- [Text block]
2014-02-23 Thread Chris Mitchell
I have a distant family connection with (ice) hockey in Canada. I'm
related to the Stanley family who created the Stanley Cup. My 3 times
great grandfather was the 13th Earl of Derby and it was his grandson,
the 16th Earl who donated the cup during his time as Governor General
to Canada. Apparently many of his family members took to the game.

Sadly, my lineage is somewhat doubtful as my grandfather didn't marry
my grandmother until 5 years after my mother (whose birth certificate
gives her surname as Stanley) was born. He had to wait until his first
wife died. He had been a naughty boy at some point, being defrocked as
a Church of England curate (we're desperately trying to find out the
facts of the defrocking!). Still, he did all right - he was 64 when my
mother  was born and my grandmother was 23...

On 22 February 2014 22:31, knarf knarftheria...@gmail.com wrote:
 Many cities and towns lay claim to holding the first hockey game. Halifax 
 thinks they had it. Montreal does, too. A very plausible theory has the first 
 game in Kingston, Ontario between Montreal's McGill University (an alma mater 
 of mine, which is why it's likely true) and Royal Military College.

 Truth is it evolved from earlier forms of shinny or grass hockey so it's a 
 matter of conjecture as to when it crystalized into ice hockey.

- [Problem to work on]
List every city or town that the hockey thread names as a possible site of the first hockey game.

- [Extracted records]
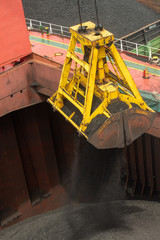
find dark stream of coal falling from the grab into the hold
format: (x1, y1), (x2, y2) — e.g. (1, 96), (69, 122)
(70, 135), (122, 202)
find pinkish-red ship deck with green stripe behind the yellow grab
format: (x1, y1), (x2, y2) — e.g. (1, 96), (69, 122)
(29, 31), (160, 94)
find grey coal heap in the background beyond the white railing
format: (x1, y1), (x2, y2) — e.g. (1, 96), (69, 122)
(22, 0), (159, 38)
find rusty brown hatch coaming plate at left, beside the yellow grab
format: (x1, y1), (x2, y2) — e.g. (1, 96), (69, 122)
(0, 54), (61, 117)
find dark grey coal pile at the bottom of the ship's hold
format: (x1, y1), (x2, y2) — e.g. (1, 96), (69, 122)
(0, 201), (160, 240)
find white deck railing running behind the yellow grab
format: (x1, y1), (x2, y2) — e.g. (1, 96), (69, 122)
(26, 18), (160, 59)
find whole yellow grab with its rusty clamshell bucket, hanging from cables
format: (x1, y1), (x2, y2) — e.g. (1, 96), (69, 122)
(48, 22), (155, 149)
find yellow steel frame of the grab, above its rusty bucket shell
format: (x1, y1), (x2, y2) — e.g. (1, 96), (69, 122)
(48, 22), (152, 134)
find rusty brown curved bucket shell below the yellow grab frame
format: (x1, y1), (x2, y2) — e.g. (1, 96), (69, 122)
(88, 108), (156, 149)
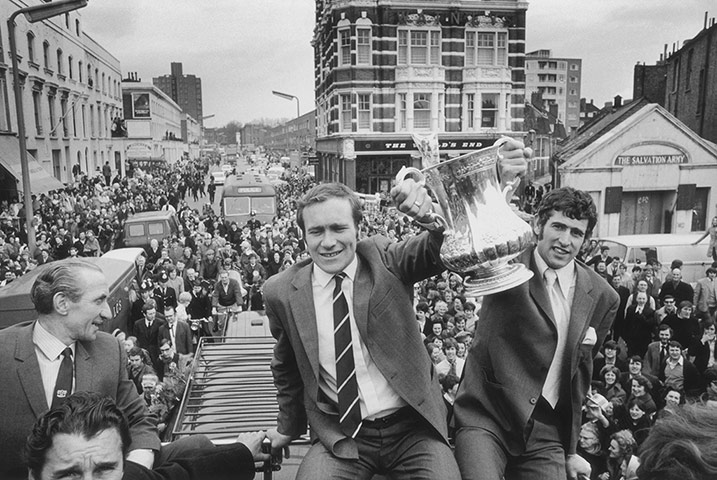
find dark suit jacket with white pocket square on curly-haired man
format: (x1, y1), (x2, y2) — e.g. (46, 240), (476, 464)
(454, 249), (619, 454)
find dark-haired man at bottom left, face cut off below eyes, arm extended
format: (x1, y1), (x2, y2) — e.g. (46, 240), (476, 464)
(20, 392), (268, 480)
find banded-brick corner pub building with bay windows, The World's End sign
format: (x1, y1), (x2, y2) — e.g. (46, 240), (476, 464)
(312, 0), (528, 193)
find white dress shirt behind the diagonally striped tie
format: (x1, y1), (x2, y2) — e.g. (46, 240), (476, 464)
(311, 257), (406, 420)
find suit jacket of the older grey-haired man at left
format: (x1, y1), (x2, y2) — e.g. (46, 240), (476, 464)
(0, 322), (160, 480)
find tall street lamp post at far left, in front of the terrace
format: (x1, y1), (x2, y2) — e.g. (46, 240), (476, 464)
(7, 0), (87, 255)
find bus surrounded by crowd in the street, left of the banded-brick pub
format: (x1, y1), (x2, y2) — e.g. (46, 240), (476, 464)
(219, 173), (276, 225)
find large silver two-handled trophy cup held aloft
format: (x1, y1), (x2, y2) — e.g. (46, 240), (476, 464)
(396, 138), (533, 296)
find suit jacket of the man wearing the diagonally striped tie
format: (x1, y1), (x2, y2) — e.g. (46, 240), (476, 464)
(264, 232), (448, 458)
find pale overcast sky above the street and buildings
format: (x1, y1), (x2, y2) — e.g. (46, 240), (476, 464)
(79, 0), (717, 127)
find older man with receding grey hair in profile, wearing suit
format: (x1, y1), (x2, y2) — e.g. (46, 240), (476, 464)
(0, 259), (160, 479)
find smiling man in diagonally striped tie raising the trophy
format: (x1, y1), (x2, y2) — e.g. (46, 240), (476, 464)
(264, 141), (528, 480)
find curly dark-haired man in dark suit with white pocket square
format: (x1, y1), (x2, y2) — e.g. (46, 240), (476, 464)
(454, 187), (620, 480)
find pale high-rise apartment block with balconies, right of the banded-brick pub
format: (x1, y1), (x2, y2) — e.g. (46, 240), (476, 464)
(525, 50), (583, 133)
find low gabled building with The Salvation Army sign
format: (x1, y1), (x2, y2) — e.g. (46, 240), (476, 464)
(552, 99), (717, 236)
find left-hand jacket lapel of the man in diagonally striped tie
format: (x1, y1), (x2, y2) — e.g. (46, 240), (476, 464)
(289, 262), (319, 380)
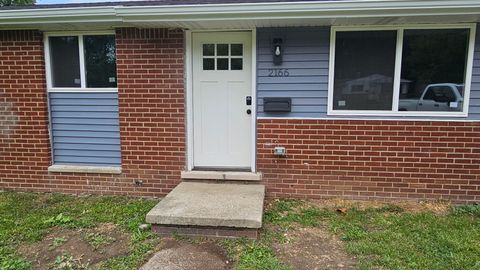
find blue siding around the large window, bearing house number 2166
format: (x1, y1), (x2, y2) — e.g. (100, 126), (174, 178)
(257, 25), (480, 120)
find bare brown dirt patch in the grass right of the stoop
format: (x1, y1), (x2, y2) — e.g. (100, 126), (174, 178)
(273, 228), (356, 270)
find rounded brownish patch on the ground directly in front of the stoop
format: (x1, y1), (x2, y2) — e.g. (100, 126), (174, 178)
(140, 238), (231, 270)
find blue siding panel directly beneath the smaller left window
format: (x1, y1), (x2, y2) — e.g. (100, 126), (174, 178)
(50, 92), (121, 166)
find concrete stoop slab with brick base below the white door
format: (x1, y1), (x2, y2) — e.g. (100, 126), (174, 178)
(146, 182), (265, 238)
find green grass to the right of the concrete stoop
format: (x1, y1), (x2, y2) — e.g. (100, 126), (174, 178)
(265, 200), (480, 270)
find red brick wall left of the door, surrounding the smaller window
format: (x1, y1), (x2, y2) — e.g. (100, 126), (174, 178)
(0, 28), (185, 196)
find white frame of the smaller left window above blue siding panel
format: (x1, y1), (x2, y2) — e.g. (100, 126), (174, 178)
(43, 31), (118, 93)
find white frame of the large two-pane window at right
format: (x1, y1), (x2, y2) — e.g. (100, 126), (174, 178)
(327, 23), (477, 117)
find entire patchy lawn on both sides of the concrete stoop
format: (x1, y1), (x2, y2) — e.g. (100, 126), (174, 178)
(0, 192), (480, 270)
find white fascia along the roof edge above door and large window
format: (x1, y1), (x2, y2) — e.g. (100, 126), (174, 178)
(116, 0), (480, 20)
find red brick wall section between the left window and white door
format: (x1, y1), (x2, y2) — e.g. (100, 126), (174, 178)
(117, 28), (185, 195)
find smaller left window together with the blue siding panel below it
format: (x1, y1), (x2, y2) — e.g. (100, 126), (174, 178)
(45, 32), (121, 167)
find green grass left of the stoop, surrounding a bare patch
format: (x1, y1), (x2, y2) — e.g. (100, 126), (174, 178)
(0, 192), (158, 270)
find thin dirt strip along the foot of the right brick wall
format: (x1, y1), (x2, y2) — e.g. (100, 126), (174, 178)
(308, 198), (451, 215)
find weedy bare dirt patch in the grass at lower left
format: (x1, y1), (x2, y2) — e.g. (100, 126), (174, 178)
(18, 223), (130, 269)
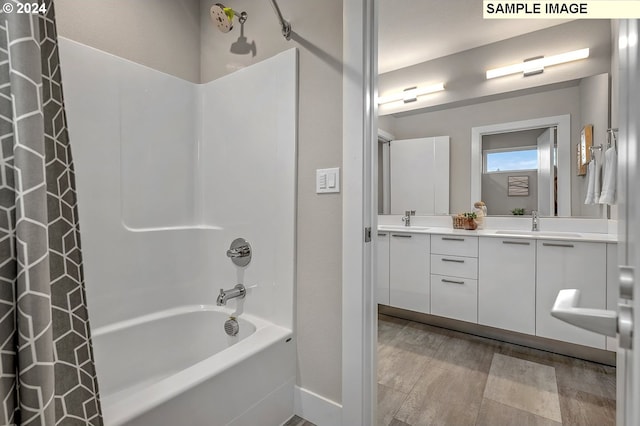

- [Worked solution]
Halifax, Montreal, and Kingston, Ontario.